— Begin —
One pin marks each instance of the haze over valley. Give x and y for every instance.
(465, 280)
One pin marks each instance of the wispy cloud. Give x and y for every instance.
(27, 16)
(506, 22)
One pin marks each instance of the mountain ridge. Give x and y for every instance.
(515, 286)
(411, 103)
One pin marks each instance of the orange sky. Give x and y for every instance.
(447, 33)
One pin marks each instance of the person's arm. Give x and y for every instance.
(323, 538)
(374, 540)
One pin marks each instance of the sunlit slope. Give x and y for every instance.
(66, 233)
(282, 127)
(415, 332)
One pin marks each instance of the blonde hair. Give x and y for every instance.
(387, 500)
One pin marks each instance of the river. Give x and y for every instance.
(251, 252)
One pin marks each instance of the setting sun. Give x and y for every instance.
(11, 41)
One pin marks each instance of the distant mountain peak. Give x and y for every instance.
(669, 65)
— End —
▶ [What to produce] Convert the lines from the one containing "One pin marks each instance of the wispy" through the end of the records, both included, into a Markdown table with the columns "No." and "Entry". Number each row and leave out any blank lines.

▶ [Full answer]
| No. | Entry |
|---|---|
| 1 | One pin marks each instance of the wispy cloud. Give x and y for every instance. |
| 2 | (27, 16) |
| 3 | (506, 22) |
| 4 | One pin marks each instance of the mountain ridge. Give x and y for every instance. |
| 5 | (515, 286) |
| 6 | (411, 103) |
| 7 | One pin marks each instance of the orange sky. Give x and y for every instance. |
| 8 | (447, 33) |
| 9 | One pin marks each instance of the person's arm. Give x and y for every instance. |
| 10 | (323, 538) |
| 11 | (374, 540) |
| 12 | One pin marks each instance of the sunlit slope. Give x and y for every instance. |
| 13 | (66, 233) |
| 14 | (282, 127) |
| 15 | (415, 332) |
| 16 | One pin marks each instance of the blonde hair. Give x and y for every instance. |
| 17 | (387, 500) |
| 18 | One pin marks each instance of the river. Give x and y for every instance. |
| 19 | (251, 252) |
| 20 | One pin marks each instance of the setting sun. Give x and y for every instance. |
| 21 | (11, 41) |
| 22 | One pin marks each instance of the distant mountain peak. Give x and y for every instance. |
| 23 | (669, 65) |